## BEGIN Dataset

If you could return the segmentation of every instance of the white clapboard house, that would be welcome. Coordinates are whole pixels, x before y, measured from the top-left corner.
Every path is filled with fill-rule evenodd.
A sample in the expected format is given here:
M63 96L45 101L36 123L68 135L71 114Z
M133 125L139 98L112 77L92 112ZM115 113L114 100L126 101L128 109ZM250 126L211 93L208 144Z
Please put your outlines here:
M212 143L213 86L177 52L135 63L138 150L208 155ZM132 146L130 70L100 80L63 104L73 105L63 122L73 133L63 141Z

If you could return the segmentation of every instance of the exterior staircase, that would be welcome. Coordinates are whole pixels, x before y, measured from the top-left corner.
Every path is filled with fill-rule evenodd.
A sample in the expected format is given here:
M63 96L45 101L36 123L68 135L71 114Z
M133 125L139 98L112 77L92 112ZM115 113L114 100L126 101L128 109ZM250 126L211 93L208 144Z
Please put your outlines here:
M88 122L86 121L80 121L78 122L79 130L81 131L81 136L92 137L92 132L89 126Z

## END Dataset

Reproduce verbatim every line from the one containing "of the exterior" through the end of the entries, including both.

If you could return the segmentation of every instance of the exterior staircase, that would be welcome. Coordinates are whole pixels, x before y, measured from the top-left corner.
Every path is filled with fill-rule evenodd.
A sample in the expected format is given here:
M63 96L45 101L36 123L68 135L71 114Z
M133 125L139 98L112 77L92 112ZM115 113L114 100L126 101L128 109ZM250 126L211 93L208 144Z
Please put your outlines here:
M88 122L86 121L80 121L78 122L79 130L81 131L81 136L92 137L92 132L89 126Z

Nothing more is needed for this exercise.